Bayesian uncertainty quantification and propagation for discrete element simulations of granular materials
AuthorHadjidoukas, P. E.; Angelikopoulos, P.; Rossinelli, D.; Alexeev, D.; Papadimitriou, C.; Koumoutsakos, P.
Predictions in the behavior of granular materials using Discrete Element Methods (DEM) hinge on the employed interaction potentials. Here we introduce a data driven, Bayesian framework to quantify DEM predictions. Our approach relies on experimentally measured coefficients of restitution for single steel particle-wall collisions. The calibration data entail both tangential and normal coefficients of restitution, for varying impact angles and speeds of the bouncing particle. The parametric uncertainty in multiple Force-Displacement models is estimated using an enhanced Transitional Markov Chain Monte Carlo implemented efficiently on parallel computer architectures. In turn, the parametric model uncertainties are propagated to predict Quantities of Interest (QoI) for two testbed applications: silo discharge and vibration induced mass-segregation. This work demonstrates that the classical way of calibrating DEM potentials, through parameter optimization, is insufficient and it fails to provide robust predictions. The present Bayesian framework provides robust predictions for the behavior of granular materials using DEM simulations. Most importantly the results demonstrate the importance of including parametric and modeling uncertainties in the potentials employed in Discrete Element Methods. (C) 2014 Elsevier B.V. All rights reserved.

Records of point placement
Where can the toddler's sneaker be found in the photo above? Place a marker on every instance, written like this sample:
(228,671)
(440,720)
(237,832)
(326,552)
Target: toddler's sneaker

### TASKS TO PERFORM:
- a) Using the abstract on Bayesian uncertainty quantification for discrete element simulations, answer these:
(i) What experimental measurements does the approach rely on?
(ii) What method is used to estimate the parametric uncertainty in the Force-Displacement models?
(iii) Which two testbed applications are used to predict Quantities of Interest?
- b) Write out the passage of the discrete element abstract starting with "Bayesian uncertainty quantification" and going on through "C.; Koumoutsakos, P.".

### EXERCISE RESULTS:
- a)
(i) Experimentally measured coefficients of restitution for single steel particle-wall collisions.
(ii) An enhanced Transitional Markov Chain Monte Carlo, implemented efficiently on parallel computer architectures.
(iii) Silo discharge and vibration induced mass-segregation.

- b)
Bayesian uncertainty quantification and propagation for discrete element simulations of granular materials
AuthorHadjidoukas, P. E.; Angelikopoulos, P.; Rossinelli, D.; Alexeev, D.; Papadimitriou, C.; Koumoutsakos, P.